Strohwitwenmodus und also doch nein

Ich bin ziemlich früh ins Bett. Ich würde lügen wenn ich sagen würde ich hätte nicht mit der Versuchung gespielt mich mit Essen voll zustopfen. Der Drang war teilweise so stark, dass es fast schon weh getan hat. 

Ich bin früh ins Bett gegangen. Hier erschien mir die Gefahr alles zu plündern (klar haben wir Süßigkeiten im Haus, in dem Moment würde ich aber auch ne gefrorene Pizza fressen) geringer. Ich habe versucht es wegzuatmen bzw. habe ich mich so sehr in eine Nutellaglasfantasie hereingesteigert, dass ich fast das Gefühl hatte es zu essen und ich mich ernsthaft gefragt habe warum es kein weißes Nutella gibt.

### Bereitgestelltes Material
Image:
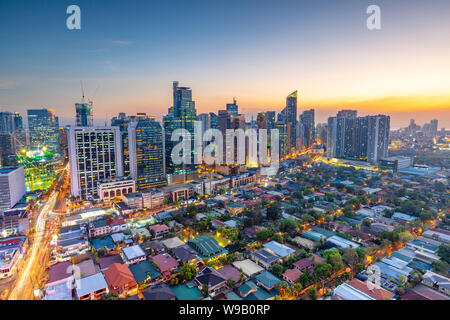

### Ihre Aufgaben
A. Erläutern Sie anhand des Eintrags über den Heißhunger in ein bis drei Sätzen, weshalb die schreibende Person früh ins Bett gegangen ist.
B. Führen Sie den Eintrag über den Heißhunger im Anschluss an seinen letzten Satz fort.
Das Material ist hierfür ohne Belang.

### Lösungen
A. Im Bett erschien ihr die Gefahr geringer, alles im Haus zu plündern. Der Drang, sich mit Essen vollzustopfen, war so stark, dass sie in diesem Moment sogar eine gefrorene Pizza gegessen hätte.

B.
Da liege ich immernoch, also im Bett. Ich mag nicht aufstehen. Ich mag überhaupt nichts. Ich mag nicht laufen gehen und ich mag mit niemanden schreiben. Letzteres tue ich trotzdem. Immerhin habe ich das Rollo hochgezogen und das Fenster weit aufgemacht. Nach der Lautstärke zu urteilen ist die Spatzengang gerade auf der Wiese unterwegs. Der Himmel ist blau und absolut wolkenlos. Gestern hat es tatsächlich noch ordentlich geschüttet und gestürmt. 

Kiefer und Hals tun immer noch weh. Übernacht wird es meist schlimmer. Liegt aber auch an meiner Schlafposition. 

Dafür, dass ich die Nacht alleine verbracht habe, habe ich erstaunlich gut geschlafen. Beim letzten Mal hatte ich mir noch eine Burg aus Stofftieren gebaut, damit mich der Grusel des alleine im Haus seins nicht wahnsinnig macht.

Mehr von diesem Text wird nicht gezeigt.